• **Problem requirements**: Would you extract the whole listing below and retype it exactly?

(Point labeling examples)
■ ■ ■
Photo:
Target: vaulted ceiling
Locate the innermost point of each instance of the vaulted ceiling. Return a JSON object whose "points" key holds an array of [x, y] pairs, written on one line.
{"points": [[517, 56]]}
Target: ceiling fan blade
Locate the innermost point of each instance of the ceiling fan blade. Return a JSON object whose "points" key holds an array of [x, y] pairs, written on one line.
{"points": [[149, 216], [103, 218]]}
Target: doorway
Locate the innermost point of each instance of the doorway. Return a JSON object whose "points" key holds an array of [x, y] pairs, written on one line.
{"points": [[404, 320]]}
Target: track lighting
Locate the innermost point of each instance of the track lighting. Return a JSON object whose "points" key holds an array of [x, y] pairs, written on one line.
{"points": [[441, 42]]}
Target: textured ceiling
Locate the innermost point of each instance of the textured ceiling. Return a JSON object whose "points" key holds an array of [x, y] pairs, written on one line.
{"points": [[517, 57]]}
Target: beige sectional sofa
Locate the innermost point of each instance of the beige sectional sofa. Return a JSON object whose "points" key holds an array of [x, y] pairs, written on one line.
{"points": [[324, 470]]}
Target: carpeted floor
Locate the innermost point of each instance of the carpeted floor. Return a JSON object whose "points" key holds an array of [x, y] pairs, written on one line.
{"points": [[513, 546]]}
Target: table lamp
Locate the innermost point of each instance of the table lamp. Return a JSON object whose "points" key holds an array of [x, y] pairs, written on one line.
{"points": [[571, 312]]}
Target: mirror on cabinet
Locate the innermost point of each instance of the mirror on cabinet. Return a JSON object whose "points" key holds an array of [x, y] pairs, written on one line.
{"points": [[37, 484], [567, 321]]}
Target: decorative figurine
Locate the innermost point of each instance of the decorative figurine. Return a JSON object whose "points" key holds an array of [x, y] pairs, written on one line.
■ ■ ■
• **Full output**:
Photo:
Target: vaulted ceiling
Locate the innermost point of each instance of the vaulted ceiling. Return a JSON object whose "points" key holds an array of [x, y] pairs, written on one line.
{"points": [[517, 56]]}
Target: ceiling fan blade
Locate the innermost point of each instance of the ceiling fan blade. Return a JSON object whose "points" key holds an array of [x, y] pairs, written on one line.
{"points": [[149, 216], [103, 218]]}
Target: doorway
Locate the innermost point of each instance of the doorway. Return a JSON object whose "points" key holds an array of [x, y] pairs, written on one line.
{"points": [[404, 320]]}
Target: track lighting
Locate the innermost point of each instance of the track lighting. Return a JSON object whose "points" key holds an array of [x, y] pairs, written on one line.
{"points": [[441, 42]]}
Target: textured ceiling
Locate the innermost point of each instance of the textured ceiling. Return a JSON object whose "points" key holds an array of [x, y] pairs, written on one line.
{"points": [[517, 57]]}
Target: beige sectional sofa
Locate the innermost point of each instance of the beige sectional sofa. Return a JSON object whose "points" key holds an array of [x, y] pairs, written on one line.
{"points": [[324, 470]]}
Target: carpeted floor
Locate the innermost point of each instance of the carpeted floor. Return a JSON object whose "points" key holds an array of [x, y] pairs, written on one line.
{"points": [[513, 546]]}
Target: table lamp
Locate the innermost point of each instance of the table lamp. Return a JSON object whose "points" key holds an array of [x, y] pairs, written on one line.
{"points": [[571, 312]]}
Target: mirror on cabinet
Locate the innermost point of each instance of the mirror on cabinet. Return a JSON object whose "points" key holds an array of [x, y] pairs, written on one line.
{"points": [[37, 484], [567, 321]]}
Target: decorative figurine
Locate the innermost point of each instance of the decorative figurine. Return a JSON object whose "points" key holds an array of [x, y] pairs, written on one line.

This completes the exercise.